*Instructions to follow*. Copy the listing from the line that contains "Can you find the wooden panel?" through the line that contains "[[110, 104]]", substituting "stair railing" for "wooden railing" and leaving everything else unchanged.

*Entries supplied*.
--
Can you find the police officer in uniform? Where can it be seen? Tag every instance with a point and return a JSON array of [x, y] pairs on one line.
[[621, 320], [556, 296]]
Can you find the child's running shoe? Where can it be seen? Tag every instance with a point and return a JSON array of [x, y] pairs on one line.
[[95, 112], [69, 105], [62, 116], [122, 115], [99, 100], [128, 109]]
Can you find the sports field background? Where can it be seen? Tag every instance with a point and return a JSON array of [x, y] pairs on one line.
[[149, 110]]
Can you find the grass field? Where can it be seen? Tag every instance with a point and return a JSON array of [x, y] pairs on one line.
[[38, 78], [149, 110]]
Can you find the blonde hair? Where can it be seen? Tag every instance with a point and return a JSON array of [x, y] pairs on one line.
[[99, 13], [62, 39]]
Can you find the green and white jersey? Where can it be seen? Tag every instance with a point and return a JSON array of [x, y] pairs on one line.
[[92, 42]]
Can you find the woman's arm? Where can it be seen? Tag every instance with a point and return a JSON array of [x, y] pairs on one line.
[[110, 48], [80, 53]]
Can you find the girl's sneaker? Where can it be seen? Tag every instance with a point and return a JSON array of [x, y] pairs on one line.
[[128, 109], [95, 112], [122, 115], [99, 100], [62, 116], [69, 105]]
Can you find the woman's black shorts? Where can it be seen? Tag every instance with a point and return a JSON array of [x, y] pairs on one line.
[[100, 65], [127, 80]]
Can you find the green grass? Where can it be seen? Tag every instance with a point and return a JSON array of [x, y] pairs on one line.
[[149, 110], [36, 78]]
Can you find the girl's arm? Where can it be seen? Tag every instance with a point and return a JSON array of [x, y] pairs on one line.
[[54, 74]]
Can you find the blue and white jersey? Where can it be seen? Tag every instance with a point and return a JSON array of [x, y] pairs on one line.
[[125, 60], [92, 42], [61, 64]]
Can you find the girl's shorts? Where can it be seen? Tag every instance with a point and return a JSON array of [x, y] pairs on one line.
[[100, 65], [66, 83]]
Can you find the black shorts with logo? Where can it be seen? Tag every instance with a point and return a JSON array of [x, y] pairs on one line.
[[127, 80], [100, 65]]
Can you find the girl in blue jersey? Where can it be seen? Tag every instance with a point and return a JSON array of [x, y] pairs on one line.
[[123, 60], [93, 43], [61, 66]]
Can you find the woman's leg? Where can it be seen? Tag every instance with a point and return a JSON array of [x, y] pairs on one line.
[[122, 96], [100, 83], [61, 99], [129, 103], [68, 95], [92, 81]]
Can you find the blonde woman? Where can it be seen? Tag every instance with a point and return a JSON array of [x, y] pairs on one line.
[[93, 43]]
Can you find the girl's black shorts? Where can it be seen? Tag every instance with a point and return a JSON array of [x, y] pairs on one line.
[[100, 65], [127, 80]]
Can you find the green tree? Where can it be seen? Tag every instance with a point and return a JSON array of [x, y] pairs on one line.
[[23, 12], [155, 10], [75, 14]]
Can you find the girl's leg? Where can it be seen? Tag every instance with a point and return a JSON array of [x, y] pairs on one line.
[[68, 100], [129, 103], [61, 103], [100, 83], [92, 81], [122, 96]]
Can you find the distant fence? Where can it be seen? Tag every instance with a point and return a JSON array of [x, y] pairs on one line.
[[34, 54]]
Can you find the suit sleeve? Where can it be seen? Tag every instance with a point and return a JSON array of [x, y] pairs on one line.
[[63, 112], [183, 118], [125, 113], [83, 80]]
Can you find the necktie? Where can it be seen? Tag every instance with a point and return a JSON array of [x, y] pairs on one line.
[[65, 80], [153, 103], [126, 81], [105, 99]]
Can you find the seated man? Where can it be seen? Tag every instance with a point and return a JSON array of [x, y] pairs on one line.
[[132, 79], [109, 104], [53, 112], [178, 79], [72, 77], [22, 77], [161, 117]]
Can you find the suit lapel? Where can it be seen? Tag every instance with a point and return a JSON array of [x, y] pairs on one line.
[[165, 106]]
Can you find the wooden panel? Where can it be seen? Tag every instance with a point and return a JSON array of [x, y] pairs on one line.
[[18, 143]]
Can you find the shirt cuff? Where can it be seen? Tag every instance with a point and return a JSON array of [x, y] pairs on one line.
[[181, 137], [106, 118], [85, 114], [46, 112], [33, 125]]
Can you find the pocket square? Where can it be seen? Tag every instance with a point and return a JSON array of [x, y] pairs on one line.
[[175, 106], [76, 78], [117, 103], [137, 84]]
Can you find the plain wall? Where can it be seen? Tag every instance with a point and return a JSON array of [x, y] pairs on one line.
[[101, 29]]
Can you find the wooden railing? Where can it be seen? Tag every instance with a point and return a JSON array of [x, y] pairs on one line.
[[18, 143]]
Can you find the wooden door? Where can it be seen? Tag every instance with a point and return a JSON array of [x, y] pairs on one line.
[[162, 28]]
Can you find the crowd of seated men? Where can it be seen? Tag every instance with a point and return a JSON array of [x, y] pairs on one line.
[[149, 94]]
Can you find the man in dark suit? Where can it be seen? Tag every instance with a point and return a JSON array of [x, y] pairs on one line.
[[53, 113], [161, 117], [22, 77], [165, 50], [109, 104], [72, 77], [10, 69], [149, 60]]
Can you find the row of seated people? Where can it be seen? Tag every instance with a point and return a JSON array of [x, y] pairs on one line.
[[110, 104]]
--
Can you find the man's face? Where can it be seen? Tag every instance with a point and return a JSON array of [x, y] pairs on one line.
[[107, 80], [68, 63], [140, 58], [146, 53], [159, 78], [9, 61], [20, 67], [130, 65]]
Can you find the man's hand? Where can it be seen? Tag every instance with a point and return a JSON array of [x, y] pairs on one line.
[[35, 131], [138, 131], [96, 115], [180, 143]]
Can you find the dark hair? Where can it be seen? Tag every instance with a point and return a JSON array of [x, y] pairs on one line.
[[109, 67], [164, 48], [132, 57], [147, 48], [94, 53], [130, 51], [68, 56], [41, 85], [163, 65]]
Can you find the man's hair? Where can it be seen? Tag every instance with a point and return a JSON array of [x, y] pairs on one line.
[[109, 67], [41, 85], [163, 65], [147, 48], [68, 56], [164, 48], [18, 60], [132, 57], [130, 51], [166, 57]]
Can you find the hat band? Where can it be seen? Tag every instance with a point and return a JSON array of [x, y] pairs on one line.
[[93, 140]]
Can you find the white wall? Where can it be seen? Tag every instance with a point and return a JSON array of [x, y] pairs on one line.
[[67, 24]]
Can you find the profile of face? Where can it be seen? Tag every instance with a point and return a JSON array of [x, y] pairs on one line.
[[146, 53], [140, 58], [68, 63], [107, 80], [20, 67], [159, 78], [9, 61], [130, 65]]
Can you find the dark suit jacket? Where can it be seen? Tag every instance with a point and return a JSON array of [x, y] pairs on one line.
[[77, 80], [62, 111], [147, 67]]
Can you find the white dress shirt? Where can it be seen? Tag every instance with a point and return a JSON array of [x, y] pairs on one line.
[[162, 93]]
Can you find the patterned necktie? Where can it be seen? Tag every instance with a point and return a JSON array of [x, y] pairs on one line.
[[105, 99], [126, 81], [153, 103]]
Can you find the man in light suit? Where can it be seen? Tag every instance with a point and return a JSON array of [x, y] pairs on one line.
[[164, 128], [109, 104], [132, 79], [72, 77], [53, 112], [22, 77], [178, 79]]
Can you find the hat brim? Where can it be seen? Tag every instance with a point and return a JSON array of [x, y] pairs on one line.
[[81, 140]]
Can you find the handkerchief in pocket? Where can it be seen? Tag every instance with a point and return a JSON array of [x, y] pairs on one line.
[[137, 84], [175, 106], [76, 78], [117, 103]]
--
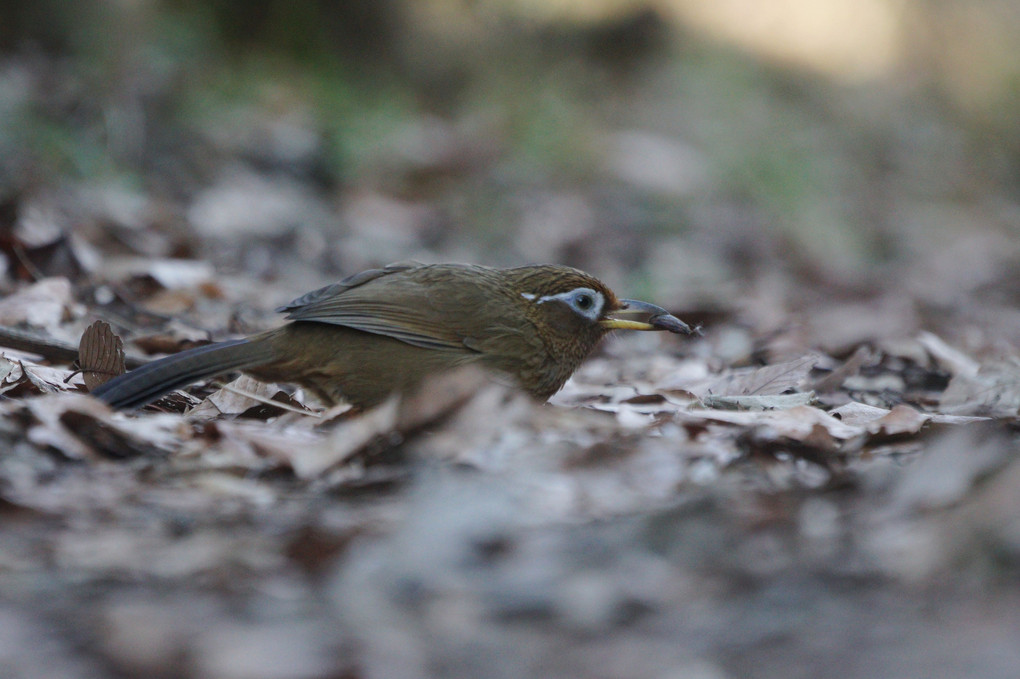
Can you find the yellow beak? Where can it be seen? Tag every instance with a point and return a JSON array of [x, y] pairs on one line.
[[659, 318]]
--
*Exercise result*.
Can you find the wooden panel? Where can it be seen? Tag every instance with a point and return a JSON array of [x, y] pairs on one line.
[[18, 143]]
Can you find the shirt cuff? Where can it be seen? Tag every instance with a point and return a JSON array of [x, y] pairs on one line.
[[181, 137], [106, 118], [85, 114], [46, 112], [33, 125]]
Can you find the pocket square? Where can it be seen? Tag every instance with a point and return a JSON array of [x, y] pairs on one line.
[[175, 106], [76, 78], [117, 103], [137, 84]]
Can you find the plain wall? Where can it be seen? Tag every instance with a point and return a JSON array of [x, y] pairs on one line.
[[101, 29]]
Can you find the stair railing? Where can it be seen? Tag every instance with a point and return a JSON array of [x, y] pairs on one line.
[[18, 143]]
Can you find the wooden door? Where can it be seen? Tag every instance with a point and return a JSON array of [x, y] pairs on one line.
[[162, 28]]
Can you find the crowd of seated men? Where can it be seen? Tag every instance with a point and return a JSON array of [x, y] pairs on one line.
[[149, 94]]
Can you find the man in dark suit? Where can it be seen? Tag every instance with a point and return a JSON array of [x, y] pairs on one line.
[[53, 113], [161, 117], [22, 77], [165, 50], [109, 104], [72, 77], [10, 69], [149, 60]]
Can you find the row of seated people? Where can it be seen? Tag every instance with a point and return a JSON array of [x, y] pairs on one line.
[[110, 104]]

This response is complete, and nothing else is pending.